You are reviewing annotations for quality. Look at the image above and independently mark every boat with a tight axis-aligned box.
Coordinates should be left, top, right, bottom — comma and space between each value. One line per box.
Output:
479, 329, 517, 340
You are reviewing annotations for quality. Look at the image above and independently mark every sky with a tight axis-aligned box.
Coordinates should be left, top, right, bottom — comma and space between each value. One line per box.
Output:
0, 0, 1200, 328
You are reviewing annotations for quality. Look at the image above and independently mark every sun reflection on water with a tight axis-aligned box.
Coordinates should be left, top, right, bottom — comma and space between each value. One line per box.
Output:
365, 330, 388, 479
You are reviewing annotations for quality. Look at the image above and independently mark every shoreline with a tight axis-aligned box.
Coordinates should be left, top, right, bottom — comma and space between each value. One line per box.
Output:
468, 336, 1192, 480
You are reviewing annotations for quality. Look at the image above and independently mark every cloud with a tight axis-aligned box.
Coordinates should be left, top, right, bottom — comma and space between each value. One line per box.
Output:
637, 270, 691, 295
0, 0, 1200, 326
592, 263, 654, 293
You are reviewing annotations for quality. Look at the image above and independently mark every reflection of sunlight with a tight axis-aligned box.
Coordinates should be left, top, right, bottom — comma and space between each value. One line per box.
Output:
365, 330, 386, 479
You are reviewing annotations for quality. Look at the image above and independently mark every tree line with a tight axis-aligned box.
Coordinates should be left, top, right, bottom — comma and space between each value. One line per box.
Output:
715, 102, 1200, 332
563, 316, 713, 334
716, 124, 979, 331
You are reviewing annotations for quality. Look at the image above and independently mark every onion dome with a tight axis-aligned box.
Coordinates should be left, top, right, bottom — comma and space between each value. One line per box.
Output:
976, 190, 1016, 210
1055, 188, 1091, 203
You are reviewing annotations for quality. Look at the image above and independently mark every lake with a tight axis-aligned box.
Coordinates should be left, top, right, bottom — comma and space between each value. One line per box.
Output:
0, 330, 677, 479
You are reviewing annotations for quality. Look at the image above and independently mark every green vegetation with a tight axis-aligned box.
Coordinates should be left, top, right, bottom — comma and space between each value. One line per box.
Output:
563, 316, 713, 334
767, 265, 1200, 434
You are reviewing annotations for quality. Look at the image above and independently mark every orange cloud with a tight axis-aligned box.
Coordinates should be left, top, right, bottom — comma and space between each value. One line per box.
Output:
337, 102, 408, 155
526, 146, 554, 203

....................

* _What is expected_:
Transcribe every line of the data, exactly as it stands.

* _Full solution_:
You are reviewing annotations for quality. Look at the image above and independently mark every boat with a tight axis-aligned box.
Coordinates should be left, top, right, bottom — comma and space between each value. One line per box.
Output:
479, 329, 517, 340
You are reviewing annotations for quality. Look at the image above and independently mark every sky with a tight axis-aligned box.
Coordinates should be left, top, right, bottom — comma and space between each value. One line per box.
Output:
0, 0, 1200, 328
You are reviewing annotations for quality. Look at the image above and independently mark every sun reflection on water with a tight axis-aligned box.
Coordinates should be left, top, right, bottom — comma and space between each value. One line per box.
Output:
365, 330, 388, 479
You are reviewing annotations for quality. Look at the image above and independently mark every shoreline with a tight axis-aligned box.
Coordinates should be left, top, right, bottom — comma and space between each value. One line per box.
Output:
468, 336, 1192, 480
You are reviewing annotations for quality. Look at the image above and independently mark every cloud with a tight axis-aligned box.
Coordinates should be left, top, right, bottom — comma and space between each value. One line per box.
Output:
637, 270, 691, 295
0, 0, 1200, 326
592, 263, 654, 293
You are reviewing annotations for quality. Look at the image above and independently mark every reflection of sunlight with a tight axis-aligned box.
Coordinates should be left, top, right, bottom — comma and space between each value. One line per box.
Output:
365, 330, 386, 479
You are reviewing annotations for quality. Look at the image above and independently mark every tree line with a tight axis-aligned box.
Coordinates should be left, top, right, bottom — comma and space between each value. One line per box.
Output:
715, 102, 1200, 332
563, 316, 713, 334
716, 124, 979, 331
You are reviewing annotations for quality. Look at the image above and independently mark every onion dome with a tight axis-aligned box.
Coordinates should be left, top, right, bottom — comma and space between each value. One line per box.
Output:
976, 190, 1016, 210
1055, 188, 1091, 203
You are reviewing annotations for quality. Look at the image above and independently mark every lake with a tight axis-aligned box.
Coordinates should be left, top, right, bottom — comma and space between each value. One line per box.
Output:
0, 330, 677, 479
You are reviewing annotations for quality. Look at the image above and independently mark every green vegetation with a tight axis-aligned box.
Coordinates should be left, top, right, bottom — comma and space between each value. One line per box.
Output:
563, 316, 713, 334
767, 265, 1200, 434
You are reviewing annotations for quality. Look at the image above and independently mark every orange cloud with a tight axis-aligned box.
Coordinates should be left, top, right, bottom — comma and space between each value. One line per box.
Output:
337, 102, 408, 155
526, 146, 554, 203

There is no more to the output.